> Extrait du texte:
C’était signé Claude Barma et lorsque la France voulut, déjà et comme toujours aujourd’hui, imiter les États-Unis en adaptant les séries TV à succès au cinéma, ce fut Belphégor qui essuya les plâtres. Jean-Paul Salomé, en 2000, réalisa à son tour et sous le même titre que la série, un film distrayant, mais bourré d’effets spéciaux un peu pénible à la longue, bien qu’il soit la plus courte des trois versions.
Comparaison ne vaut pas raison, mais on peut tout de même s’y risquer : le serial, la version qui nous intéresse ici, le film original réalisé par Henri Desfontaines écrit par Arthur Bernède parallèlement à son roman homonyme paru en feuilleton au fur et à mesure de la sortie sur écran des épisodes correspondant est une histoire de gangsters où le fantastique n’est qu’un écran de fumée qui cache une histoire sordide de recherche crapuleuse du « trésor des Valois », caché là par Catherine de Médicis lors de la Journée des Barricades en 1588.
La série de Claude Barma est également une histoire de gangsters, mais qui flirte franchement avec l’ésotérisme puisqu’il est question des Rose-Croix, un ordre secret qui aurait été fondé au 15ème siècle en Allemagne, un des ordres ancêtres de la Franc-Maçonnerie, mélangeant ésotérisme, philosophie, alchimie, Kabale, magie et… poudre de Perlimpinpin
Quant au film de Salomé, il plonge à pied joint dans le fantastique où il n'est plus question de trésor des Valois ou de Rose-Croix, mais bien d'une malédiction « à la Toutankhamon » liée au Belphégor historique, divinité malfaisante (et féminine, ce que les trois adaptations ont gardé bien que dans des circonstances différentes).

> Matériel fourni:
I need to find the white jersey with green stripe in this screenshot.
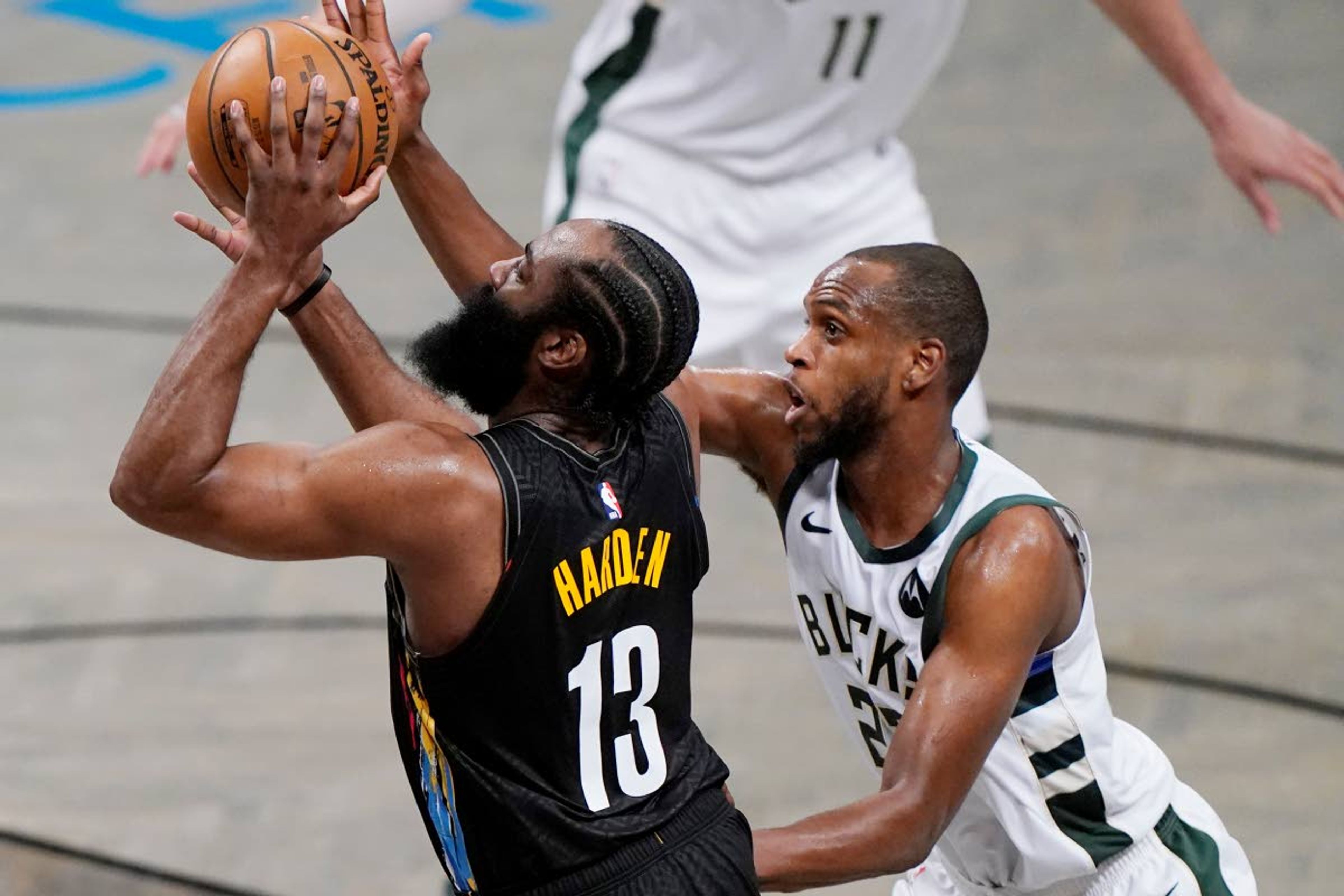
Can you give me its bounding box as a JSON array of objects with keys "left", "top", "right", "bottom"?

> Mise en pratique:
1. Citez mot pour mot le passage de l'extrait sur Belphégor qui commence aux mots « Comparaison ne vaut » et se termine après « Barricades en 1588. ».
2. Écrivez la suite de l'extrait sur Belphégor en reprenant après sa dernière phrase.

> Corrigé:
1.
Comparaison ne vaut pas raison, mais on peut tout de même s’y risquer : le serial, la version qui nous intéresse ici, le film original réalisé par Henri Desfontaines écrit par Arthur Bernède parallèlement à son roman homonyme paru en feuilleton au fur et à mesure de la sortie sur écran des épisodes correspondant est une histoire de gangsters où le fantastique n’est qu’un écran de fumée qui cache une histoire sordide de recherche crapuleuse du « trésor des Valois », caché là par Catherine de Médicis lors de la Journée des Barricades en 1588.

2.
Que la version la plus populaire ait été une mini-série télé de 1965, n'a rien de surprenant. D'abord le film de Desfontaines n'est pas évident à voir : il n'a jamais fait l'objet d'une ressortie, que ce soit en salle ou en DVD.
De plus, comme tous les serials avec « Odieux criminels », « Ignobles assassins », « Génie du crime » voire, comme ici, « Roi des détectives », notre époque blasée ne peut plus voir ça sans, à minima, un léger sourire, au pire, une franche rigolade.
Le Belphégor de Desfontaines n'a, bien évidemment, pas le niveau du Docteur Mabuse langien. Il est même assez stupéfiant de voir comme ce film de 1927 peut faire vieillot.
Car 1927, c'est l'année du Metropolis de Lang, du Mécano de la “Général” de Keaton, de The Lodger d’Hitchcock, d'Octobre d’Einsenstein et surtout de L’Aurore de Murnau.
Le Serial est l'ancêtre de la série télé : on ne s'intéresse qu'à l'histoire selon un canevas totalement formaté pour une époque donnée et on ne joue que sur le suspense et rien d'autre : donc ça peut se voir, certainement pas se revoir !
Or, j'ai commis la sottise de lire le roman de Bernède la semaine qui a précédé la projection où j'étais. Comme je l'ai expliqué, ce roman est, en fait, un ciné-roman, c'est-à-dire une sorte de « novélisation » (comme on dit de nos jours en bon français), non pas du film (comme ça se fait maintenant), mais du scénario original. C'est donc le reflet « littéraire », mais aussi littérale du film. Outre que le style feuilletonesque de Bernède est extrêmement pénible à lire, on peut s’étonner, comme pour le film, du style vieillot pour 1927 de l’écriture. 1927 est quand même l’année de l’édition de Thérèse Desqueyroux de Mauriac ou, pour rester dans le domaine de la littérature populaire et feuilletonesque, de La Demoiselle aux yeux verts de Maurice Leblanc qui a quand même une autre tenue !
Et le style emphatique du roman se retrouve exactement dans le film que ce soit dans sa mise en scène très daté dans le jeu des acteurs qui peut provoquer de grosses crises d’hilarité ou dans les intertitres écrits dans le même style que le roman.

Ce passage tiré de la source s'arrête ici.